### EXERCISE REQUIREMENTS:
Each entry in the listing below should be restated word for word.

### MATERIAL SHOWN:
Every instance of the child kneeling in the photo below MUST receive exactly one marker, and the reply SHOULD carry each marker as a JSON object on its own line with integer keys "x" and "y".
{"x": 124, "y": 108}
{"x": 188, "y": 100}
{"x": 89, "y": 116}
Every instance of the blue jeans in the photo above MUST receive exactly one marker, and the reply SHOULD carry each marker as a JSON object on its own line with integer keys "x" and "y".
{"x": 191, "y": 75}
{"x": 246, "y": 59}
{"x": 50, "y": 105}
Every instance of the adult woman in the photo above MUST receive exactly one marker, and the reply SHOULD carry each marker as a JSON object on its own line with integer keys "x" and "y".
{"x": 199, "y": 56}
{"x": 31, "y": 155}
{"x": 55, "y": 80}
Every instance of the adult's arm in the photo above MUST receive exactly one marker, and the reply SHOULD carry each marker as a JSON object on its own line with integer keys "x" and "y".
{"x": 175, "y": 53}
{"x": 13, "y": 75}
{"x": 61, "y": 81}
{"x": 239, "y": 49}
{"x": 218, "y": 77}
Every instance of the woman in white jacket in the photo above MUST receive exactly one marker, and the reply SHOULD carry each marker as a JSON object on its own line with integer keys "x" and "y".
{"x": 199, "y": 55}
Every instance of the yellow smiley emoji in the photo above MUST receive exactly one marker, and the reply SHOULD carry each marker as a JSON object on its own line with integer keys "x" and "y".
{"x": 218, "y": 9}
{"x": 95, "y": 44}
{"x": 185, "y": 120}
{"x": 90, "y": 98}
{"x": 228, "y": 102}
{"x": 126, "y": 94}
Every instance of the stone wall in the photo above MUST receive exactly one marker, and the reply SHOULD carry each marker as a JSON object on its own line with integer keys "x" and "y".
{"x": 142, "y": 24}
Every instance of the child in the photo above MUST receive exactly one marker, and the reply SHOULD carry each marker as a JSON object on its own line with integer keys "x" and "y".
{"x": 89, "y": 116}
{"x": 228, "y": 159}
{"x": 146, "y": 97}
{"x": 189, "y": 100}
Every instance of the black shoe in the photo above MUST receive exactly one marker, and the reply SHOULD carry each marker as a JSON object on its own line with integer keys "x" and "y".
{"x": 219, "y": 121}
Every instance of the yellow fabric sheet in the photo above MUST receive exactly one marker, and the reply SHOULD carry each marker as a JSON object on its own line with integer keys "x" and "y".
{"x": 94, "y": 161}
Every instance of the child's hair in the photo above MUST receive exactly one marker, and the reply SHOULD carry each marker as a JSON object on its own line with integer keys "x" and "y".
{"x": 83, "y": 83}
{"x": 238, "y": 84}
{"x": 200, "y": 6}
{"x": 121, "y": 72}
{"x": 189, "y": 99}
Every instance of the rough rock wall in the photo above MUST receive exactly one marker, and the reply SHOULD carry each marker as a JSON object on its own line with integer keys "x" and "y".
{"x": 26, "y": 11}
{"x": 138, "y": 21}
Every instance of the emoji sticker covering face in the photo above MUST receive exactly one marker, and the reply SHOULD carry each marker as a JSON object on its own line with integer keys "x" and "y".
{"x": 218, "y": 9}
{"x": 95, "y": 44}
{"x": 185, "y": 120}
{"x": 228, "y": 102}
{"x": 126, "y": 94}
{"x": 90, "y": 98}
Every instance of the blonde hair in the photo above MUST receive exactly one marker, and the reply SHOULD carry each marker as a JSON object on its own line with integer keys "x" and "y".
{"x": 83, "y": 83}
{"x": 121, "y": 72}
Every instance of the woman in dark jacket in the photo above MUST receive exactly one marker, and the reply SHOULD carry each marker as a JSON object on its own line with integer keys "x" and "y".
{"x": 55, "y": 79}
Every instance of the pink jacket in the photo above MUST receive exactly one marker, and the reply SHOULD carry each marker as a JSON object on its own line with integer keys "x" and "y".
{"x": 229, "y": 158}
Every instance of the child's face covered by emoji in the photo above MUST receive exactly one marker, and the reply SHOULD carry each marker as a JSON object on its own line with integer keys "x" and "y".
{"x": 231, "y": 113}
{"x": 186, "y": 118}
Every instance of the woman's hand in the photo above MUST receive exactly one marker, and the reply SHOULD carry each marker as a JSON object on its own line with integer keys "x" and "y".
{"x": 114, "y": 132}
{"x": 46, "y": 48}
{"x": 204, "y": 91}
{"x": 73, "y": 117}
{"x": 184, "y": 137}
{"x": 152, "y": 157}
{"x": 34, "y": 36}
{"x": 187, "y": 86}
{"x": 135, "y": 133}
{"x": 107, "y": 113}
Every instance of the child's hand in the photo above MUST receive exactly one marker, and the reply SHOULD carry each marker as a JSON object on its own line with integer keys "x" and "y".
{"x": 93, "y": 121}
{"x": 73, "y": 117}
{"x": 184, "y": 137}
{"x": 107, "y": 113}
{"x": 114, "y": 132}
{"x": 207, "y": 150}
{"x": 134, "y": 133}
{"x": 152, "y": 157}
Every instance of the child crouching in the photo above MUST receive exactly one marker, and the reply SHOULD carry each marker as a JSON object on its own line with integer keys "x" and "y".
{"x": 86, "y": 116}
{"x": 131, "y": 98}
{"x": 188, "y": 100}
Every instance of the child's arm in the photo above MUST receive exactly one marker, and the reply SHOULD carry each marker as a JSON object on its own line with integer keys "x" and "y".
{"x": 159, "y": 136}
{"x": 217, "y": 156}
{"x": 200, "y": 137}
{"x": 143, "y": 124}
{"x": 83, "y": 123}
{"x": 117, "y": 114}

### RESULT OF THIS EXERCISE:
Every instance of the child kneeling in the photo below MUST receive exactly one marker, and the reply SHOULD carry each marker as a JSON object on its own line with integer keys "x" and "y".
{"x": 124, "y": 108}
{"x": 188, "y": 100}
{"x": 89, "y": 116}
Every instance of the blue jeans in the photo above MUST receive exactly one marker, and the reply SHOULD carry each marker as a JSON object on its own line with integer keys "x" and "y".
{"x": 191, "y": 75}
{"x": 246, "y": 59}
{"x": 50, "y": 105}
Every instance of the adult woman in the photo above MUST receive exactly one marker, and the reply SHOULD carry each marker as a JSON object on its own line with integer keys "x" and "y".
{"x": 199, "y": 56}
{"x": 31, "y": 155}
{"x": 55, "y": 80}
Every instance of the adult's arm in the photo above MUST receive exactly one marker, and the reply SHOULD carry each marker as a JSON object on its own line with integer keys "x" and "y".
{"x": 175, "y": 53}
{"x": 13, "y": 75}
{"x": 61, "y": 81}
{"x": 239, "y": 49}
{"x": 218, "y": 77}
Every instance of the woman in white jacket in the photo above MUST receive exactly one marker, and the reply SHOULD carry each marker as a JSON object on its own line with integer keys "x" and "y".
{"x": 199, "y": 55}
Every instance of the yellow smiley emoji in the photo above MUST receive exactly one marker, and the reply SHOULD carry each marker as a JSON object on its own line with integer keys "x" and "y".
{"x": 218, "y": 9}
{"x": 95, "y": 44}
{"x": 185, "y": 120}
{"x": 90, "y": 98}
{"x": 228, "y": 102}
{"x": 126, "y": 94}
Every instance of the stone wall in the photo above MUST receive exactly one marker, and the reply SHOULD carry each marker as a JSON object on its own line with integer keys "x" and "y".
{"x": 142, "y": 24}
Every instance of the child in the photo above MUST receive exactly one marker, and the reply SHOULD carry each marker as a JSON object on its own line with integer keys "x" and "y".
{"x": 89, "y": 116}
{"x": 228, "y": 159}
{"x": 146, "y": 97}
{"x": 189, "y": 100}
Every instance of the black shoe in the photo above MUST receive exactly one marker, and the reply SHOULD carry each marker as a JSON object on its own line with integer keys "x" and "y".
{"x": 219, "y": 121}
Every instance of the yellow fabric sheet in the photo above MUST receive exactly one marker, and the reply SHOULD carry each marker as a JSON object on its own line with integer keys "x" and "y".
{"x": 94, "y": 161}
Every instance of the child's hair in the photo above MUST receive exactly one marker, and the reply SHOULD carry each marker as a JSON object on its own line with integer keys "x" and "y".
{"x": 83, "y": 83}
{"x": 238, "y": 84}
{"x": 200, "y": 6}
{"x": 121, "y": 72}
{"x": 189, "y": 99}
Every instance of the rough rock wall in the photo above MUST receive exactly one marker, and the reply SHOULD carry each marker as a JSON object on its own line with integer keys "x" and "y".
{"x": 26, "y": 11}
{"x": 138, "y": 21}
Every instance of the emoji sticker covering face in the photo above MUST receive exactly one marker, and the reply SHOULD carry each marker as a JSON object on its own line with integer keys "x" and "y".
{"x": 218, "y": 9}
{"x": 95, "y": 44}
{"x": 185, "y": 120}
{"x": 228, "y": 102}
{"x": 126, "y": 94}
{"x": 90, "y": 98}
Every instance of the blonde hair in the photo above MUST receive exactly one marker, and the reply SHOULD carry each marker as a JSON object on its own line with integer keys "x" and "y".
{"x": 83, "y": 83}
{"x": 121, "y": 72}
Every instance of the woman in dark jacket in the photo above MUST receive exactly one marker, and the reply SHOULD carry each marker as a JSON object on its own line with integer keys "x" and "y".
{"x": 55, "y": 79}
Every instance of the pink jacket in the photo above MUST receive exactly one marker, and the reply SHOULD carry each marker as a JSON object on its own line with integer keys "x" and "y".
{"x": 229, "y": 158}
Every instance of the child's face covered by emoji in the photo above MUST receive exactly one marker, and the reply SHOULD carry each marker as a JSON object on its own line with integer keys "x" and "y".
{"x": 231, "y": 113}
{"x": 186, "y": 118}
Every instance of the woman's hand in the photo above MUST receive exactly one marker, and the reply SHOULD carry each marker as a JSON object on its own line with integer keys "x" and "y".
{"x": 114, "y": 132}
{"x": 46, "y": 48}
{"x": 204, "y": 91}
{"x": 73, "y": 117}
{"x": 184, "y": 137}
{"x": 152, "y": 157}
{"x": 34, "y": 36}
{"x": 187, "y": 86}
{"x": 135, "y": 133}
{"x": 107, "y": 113}
Every instance of the child's hand in the photo above MUST receive exactly one marker, and the reply SHOULD carry each marker as a JSON object on its own line with integer keys "x" and "y".
{"x": 93, "y": 121}
{"x": 73, "y": 117}
{"x": 184, "y": 137}
{"x": 107, "y": 113}
{"x": 114, "y": 132}
{"x": 207, "y": 150}
{"x": 134, "y": 133}
{"x": 152, "y": 157}
Every instance of the child crouching in the photo above MUST receive exactly one marker, and the reply SHOULD carry each marker as a JSON object on its own line with integer keys "x" and "y".
{"x": 86, "y": 116}
{"x": 131, "y": 98}
{"x": 188, "y": 100}
Every instance of the child's arm in the photo above MUST receive exactly one marker, and the reply SHOULD carry each marker as a JSON object on its own line with integer keys "x" and "y".
{"x": 159, "y": 136}
{"x": 217, "y": 156}
{"x": 200, "y": 137}
{"x": 143, "y": 124}
{"x": 83, "y": 123}
{"x": 117, "y": 114}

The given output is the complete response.